Point labeling examples
··········
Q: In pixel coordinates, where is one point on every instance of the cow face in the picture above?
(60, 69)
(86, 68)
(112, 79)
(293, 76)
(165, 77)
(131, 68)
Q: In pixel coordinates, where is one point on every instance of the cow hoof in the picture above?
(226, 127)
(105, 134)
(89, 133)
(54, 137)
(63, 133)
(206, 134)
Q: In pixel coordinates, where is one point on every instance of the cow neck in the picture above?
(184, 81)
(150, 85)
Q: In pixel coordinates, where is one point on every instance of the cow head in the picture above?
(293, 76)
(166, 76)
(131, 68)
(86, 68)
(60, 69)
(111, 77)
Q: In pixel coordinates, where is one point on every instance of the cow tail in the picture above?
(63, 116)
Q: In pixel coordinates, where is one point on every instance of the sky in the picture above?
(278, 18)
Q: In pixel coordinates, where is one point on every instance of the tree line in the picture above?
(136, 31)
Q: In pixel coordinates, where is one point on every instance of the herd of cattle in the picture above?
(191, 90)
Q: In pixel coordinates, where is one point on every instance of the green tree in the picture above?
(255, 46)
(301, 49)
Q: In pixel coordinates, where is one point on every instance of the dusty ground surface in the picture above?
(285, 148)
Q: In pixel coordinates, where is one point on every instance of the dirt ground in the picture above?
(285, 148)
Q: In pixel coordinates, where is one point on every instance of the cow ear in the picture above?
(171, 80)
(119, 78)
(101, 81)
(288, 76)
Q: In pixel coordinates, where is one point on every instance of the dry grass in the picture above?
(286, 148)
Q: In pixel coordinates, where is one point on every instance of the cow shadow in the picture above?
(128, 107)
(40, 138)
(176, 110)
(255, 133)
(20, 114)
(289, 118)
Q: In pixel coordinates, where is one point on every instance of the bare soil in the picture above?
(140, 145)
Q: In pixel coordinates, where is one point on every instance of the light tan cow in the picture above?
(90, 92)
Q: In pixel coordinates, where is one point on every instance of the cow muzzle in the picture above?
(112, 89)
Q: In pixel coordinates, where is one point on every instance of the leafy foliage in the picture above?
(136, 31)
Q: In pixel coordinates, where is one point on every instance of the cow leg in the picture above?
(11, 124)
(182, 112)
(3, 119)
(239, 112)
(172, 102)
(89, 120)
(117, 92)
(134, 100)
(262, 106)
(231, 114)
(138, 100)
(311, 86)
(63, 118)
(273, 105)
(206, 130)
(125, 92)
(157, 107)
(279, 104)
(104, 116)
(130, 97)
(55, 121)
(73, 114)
··········
TASK OBJECTIVE:
Retype the records that precede this task, keeping them exactly the same.

ANSWER TO THE PROBLEM:
Q: In pixel coordinates, where is one point on every instance of the cow face in the picture above?
(60, 69)
(86, 68)
(112, 79)
(293, 76)
(165, 77)
(131, 68)
Q: In pixel coordinates, where is one point on every instance of the cow hoof in the picture above?
(226, 127)
(105, 134)
(89, 133)
(54, 137)
(63, 133)
(206, 134)
Q: In pixel coordinates, where is one point on every instance of the cow neck in the picture above?
(184, 81)
(150, 85)
Q: In pixel coordinates, where is one point on every instance of the cow head in the picture above?
(293, 76)
(166, 76)
(131, 68)
(86, 68)
(60, 69)
(111, 77)
Q: In pixel coordinates, where is one point on every instance of the cow tail in the picture above?
(63, 116)
Q: In pixel coordinates, where is one point on every instance of the sky in the picture above?
(278, 18)
Q: In pixel coordinates, where is one point on every instance of the tree line in the picture above?
(136, 31)
Q: In pixel coordinates, where is one point on every instance of the herd of cattle in the picture above?
(191, 90)
Q: In pixel coordinates, where is one point on every instance of the green tree in the picture above?
(255, 46)
(301, 49)
Q: In pixel coordinates, where is one point on every instance of the dusty ground surface in the picture above?
(285, 148)
Q: In pixel coordinates, where is one point on every instance of the dirt ground in the picture above?
(285, 148)
Q: In pixel coordinates, where is one point on every instance of the cow ear in the picture above?
(171, 80)
(119, 78)
(101, 81)
(288, 76)
Q: In pixel coordinates, where is one point on every instance of the dry grass in the picture above?
(286, 148)
Q: In pixel coordinates, where is one point on every instance of the cow shadow in the picture above?
(128, 107)
(40, 138)
(176, 110)
(255, 133)
(20, 114)
(289, 118)
Q: In pixel coordinates, where is one point on every instance of the bare soil in the picture above?
(140, 145)
Q: In pixel coordinates, where is one point on every instance of the light tan cow in the picture above?
(90, 92)
Q: In pixel coordinates, where is one point on every instance of the cow muzzle in the picture above?
(112, 89)
Q: In pixel coordinates, where is one point on every instance of the leafy foliage in the picture above?
(136, 31)
Q: In pixel coordinates, where is one point on every instance of the cow leg in the picture above?
(11, 124)
(182, 112)
(3, 119)
(239, 112)
(172, 102)
(89, 120)
(117, 92)
(134, 100)
(262, 106)
(231, 114)
(138, 100)
(311, 86)
(63, 118)
(273, 105)
(206, 130)
(125, 92)
(157, 107)
(279, 104)
(104, 116)
(130, 97)
(55, 121)
(73, 114)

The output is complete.